> _WHAT IS REQUIRED_: Copy each entry below without any change.

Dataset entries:

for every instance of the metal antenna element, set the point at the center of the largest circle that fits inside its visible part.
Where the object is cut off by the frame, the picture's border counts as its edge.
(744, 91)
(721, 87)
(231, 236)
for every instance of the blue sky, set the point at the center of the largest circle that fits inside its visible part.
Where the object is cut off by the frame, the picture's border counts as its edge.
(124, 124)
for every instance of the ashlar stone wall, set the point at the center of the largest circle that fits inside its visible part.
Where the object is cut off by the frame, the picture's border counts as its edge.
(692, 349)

> _ANSWER SECTION_:
for every instance of the metal antenna element, set the point at the center of the largest circle that fits inside its visible part.
Where the object is cut off by the frame, the picture's border counts as its edge.
(744, 91)
(721, 87)
(231, 236)
for every instance of the blue sky, set the point at the center of the largest circle that fits inside its visible part.
Where the object is cut off by the frame, the picture's border counts as its edge.
(124, 124)
for every instance of the ashlar stone wall, set the point at the center of the largest circle that fits inside its visible part.
Where the object is cut off by the frame, the picture's border counts as its edge.
(692, 349)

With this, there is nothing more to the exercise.